----- PAGE -----

Nation Media Group (NMG) shareholders now have a chance to watch video clips on their mobile phones when reading the company’s annual report by scanning select pages with their cameras. This will be made possible by use of augmented reality (AR), a technology that uses a mobile phone’s cameras and other sensors to combine real and virtual (computer generated) worlds.

For instance, readers of the NMG 2016 annual report will gain access to additional video content by downloading the augmented reality application Layar and using it to scan select pages in the document. Once a reader scans one of the pages in the annual report using Layar, related video content immediately pops up on the screen.

“It is such a good way of bringing print media to life. We’re merging the print and the digital,” said Nation Media Group’s Head of Corporate and Regulatory Affairs – Clifford Machoka. Use of the technology will showcase NMG’s adoption of digital innovations as part of the group’s transformational path.

-----

# THINGS TO DO
(1) Write out the part of the augmented reality article from "For instance, readers" up to and including "group’s transformational path.".
(2) List every name of a company, an app, or a person in the augmented reality article.
The lines that come after the augmented reality article have nothing to do with it.

----- AVAILABLE DATA -----

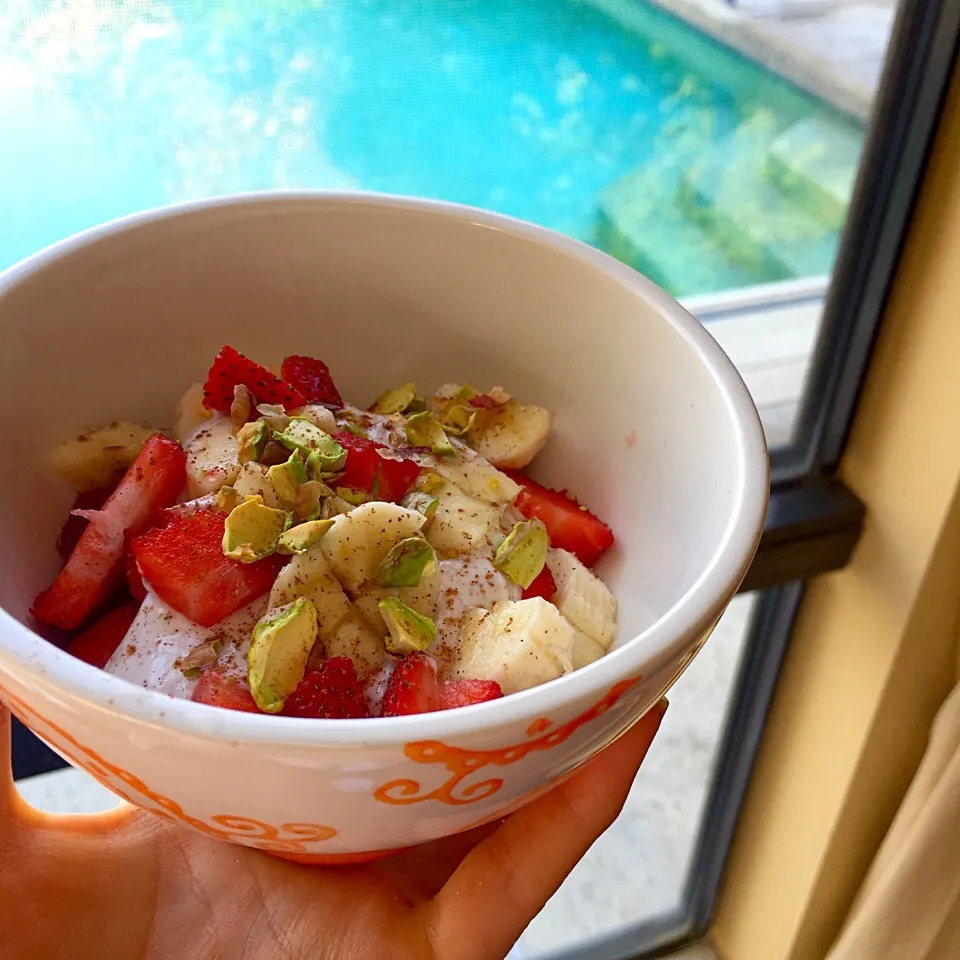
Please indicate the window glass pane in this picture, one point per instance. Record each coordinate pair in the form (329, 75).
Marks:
(712, 144)
(636, 873)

-----

# ANSWERS TO EACH TASK
(1)
For instance, readers of the NMG 2016 annual report will gain access to additional video content by downloading the augmented reality application Layar and using it to scan select pages in the document. Once a reader scans one of the pages in the annual report using Layar, related video content immediately pops up on the screen.

“It is such a good way of bringing print media to life. We’re merging the print and the digital,” said Nation Media Group’s Head of Corporate and Regulatory Affairs – Clifford Machoka. Use of the technology will showcase NMG’s adoption of digital innovations as part of the group’s transformational path.

(2) Nation Media Group (NMG), Layar, Clifford Machoka